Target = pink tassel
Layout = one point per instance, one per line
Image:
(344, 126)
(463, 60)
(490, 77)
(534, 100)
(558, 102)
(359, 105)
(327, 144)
■ ■ ■ ■
▶ [What you should do]:
The response must consist solely of the lines from the one with "Layout = one point per instance, one per line" through the end of the listing above, copied exactly; please include the first and the last.

▶ [Result below]:
Layout = one point per instance, one per line
Image:
(344, 126)
(463, 60)
(490, 77)
(534, 100)
(558, 102)
(359, 105)
(327, 144)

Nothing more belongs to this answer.